By contrast, an NFT buyer is not purchasing a work, but rather a publicly available token that links to a work. For example, for a digital picture, the token may be a unique number and a link to a copy of the picture, hosted on a service such as IPFS. The token itself is visible to all, as is the work to which it points, so anyone else can look at the work and download it. And most NFT transactions don’t purport to convey copyright or other intellectual-property interests regarding the work in question, so owning an NFT tied to an animation of, say, a flying Pop-Tart cat doesn’t put you in a position to use that animation any differently than someone who hadn’t bought it. You have only a token that is hosted publicly online, “registered” as assigned to your digital wallet rather than someone else’s. If you orchestrate your wallet through an app, the app might present you with a handsome visual trophy case listing the NFTs that you’ve purchased. (As you can see, we’re having to reach to describe unique value.)

---------------

Answer these questions about the NFT passage:
1. What service is named as an example host for a copy of the picture?
2. What do most NFT transactions not purport to convey?
3. What might an app used to orchestrate a wallet present to its user?

Collected data entries

---------------

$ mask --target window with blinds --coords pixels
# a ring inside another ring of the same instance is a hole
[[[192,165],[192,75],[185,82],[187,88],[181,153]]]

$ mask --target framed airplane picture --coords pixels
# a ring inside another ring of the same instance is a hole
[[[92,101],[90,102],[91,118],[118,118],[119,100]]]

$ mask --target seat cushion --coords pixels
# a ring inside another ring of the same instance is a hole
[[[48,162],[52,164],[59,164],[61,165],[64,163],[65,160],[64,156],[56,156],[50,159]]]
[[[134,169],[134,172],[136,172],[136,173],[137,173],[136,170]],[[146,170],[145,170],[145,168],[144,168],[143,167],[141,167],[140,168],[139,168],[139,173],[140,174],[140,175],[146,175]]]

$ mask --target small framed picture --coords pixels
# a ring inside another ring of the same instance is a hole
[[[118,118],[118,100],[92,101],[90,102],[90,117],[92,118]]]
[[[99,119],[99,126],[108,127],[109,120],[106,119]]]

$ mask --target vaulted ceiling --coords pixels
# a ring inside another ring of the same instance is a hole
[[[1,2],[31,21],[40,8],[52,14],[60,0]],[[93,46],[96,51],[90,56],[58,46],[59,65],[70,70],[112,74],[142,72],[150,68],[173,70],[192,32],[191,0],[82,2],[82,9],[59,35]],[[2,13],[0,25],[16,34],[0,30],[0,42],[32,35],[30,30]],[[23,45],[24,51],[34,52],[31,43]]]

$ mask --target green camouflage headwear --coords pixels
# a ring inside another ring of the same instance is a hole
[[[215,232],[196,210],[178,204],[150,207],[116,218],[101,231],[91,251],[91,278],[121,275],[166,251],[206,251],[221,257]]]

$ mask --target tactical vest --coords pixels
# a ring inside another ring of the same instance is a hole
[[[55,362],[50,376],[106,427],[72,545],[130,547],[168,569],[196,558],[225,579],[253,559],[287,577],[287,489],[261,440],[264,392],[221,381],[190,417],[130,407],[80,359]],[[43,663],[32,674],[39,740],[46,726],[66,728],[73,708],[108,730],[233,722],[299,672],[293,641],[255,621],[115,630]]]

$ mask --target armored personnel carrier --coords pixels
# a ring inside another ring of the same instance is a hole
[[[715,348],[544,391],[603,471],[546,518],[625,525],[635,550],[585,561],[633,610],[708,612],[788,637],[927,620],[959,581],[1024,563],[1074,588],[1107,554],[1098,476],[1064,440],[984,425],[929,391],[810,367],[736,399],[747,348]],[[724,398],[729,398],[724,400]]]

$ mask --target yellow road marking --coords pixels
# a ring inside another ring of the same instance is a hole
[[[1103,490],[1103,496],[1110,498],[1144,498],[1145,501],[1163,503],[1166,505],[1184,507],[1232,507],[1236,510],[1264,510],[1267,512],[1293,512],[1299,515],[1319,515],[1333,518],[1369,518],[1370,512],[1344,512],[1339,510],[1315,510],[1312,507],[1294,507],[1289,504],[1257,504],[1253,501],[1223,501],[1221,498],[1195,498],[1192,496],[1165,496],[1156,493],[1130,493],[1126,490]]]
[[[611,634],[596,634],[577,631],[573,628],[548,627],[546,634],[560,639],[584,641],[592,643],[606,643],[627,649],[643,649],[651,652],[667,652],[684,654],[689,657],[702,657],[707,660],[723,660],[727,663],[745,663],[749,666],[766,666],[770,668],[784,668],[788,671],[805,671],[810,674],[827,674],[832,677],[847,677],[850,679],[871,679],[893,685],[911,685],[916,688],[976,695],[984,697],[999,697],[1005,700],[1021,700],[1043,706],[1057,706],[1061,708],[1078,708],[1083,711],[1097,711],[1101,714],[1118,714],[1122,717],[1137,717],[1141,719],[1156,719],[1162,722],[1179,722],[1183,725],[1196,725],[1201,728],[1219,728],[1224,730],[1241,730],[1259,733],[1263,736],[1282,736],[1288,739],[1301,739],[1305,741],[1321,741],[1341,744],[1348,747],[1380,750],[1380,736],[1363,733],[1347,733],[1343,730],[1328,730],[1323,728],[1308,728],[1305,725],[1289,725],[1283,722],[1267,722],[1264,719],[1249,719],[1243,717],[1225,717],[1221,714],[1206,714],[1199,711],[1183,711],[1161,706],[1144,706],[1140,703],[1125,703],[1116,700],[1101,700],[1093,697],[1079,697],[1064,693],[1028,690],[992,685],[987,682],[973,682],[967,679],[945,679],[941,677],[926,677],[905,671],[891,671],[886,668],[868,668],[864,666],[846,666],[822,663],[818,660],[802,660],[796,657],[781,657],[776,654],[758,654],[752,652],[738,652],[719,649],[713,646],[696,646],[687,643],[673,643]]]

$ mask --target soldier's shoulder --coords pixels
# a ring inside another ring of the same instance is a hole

---------------

* Answer box *
1. IPFS.
2. Copyright or other intellectual-property interests regarding the work.
3. A handsome visual trophy case listing the NFTs that the user has purchased.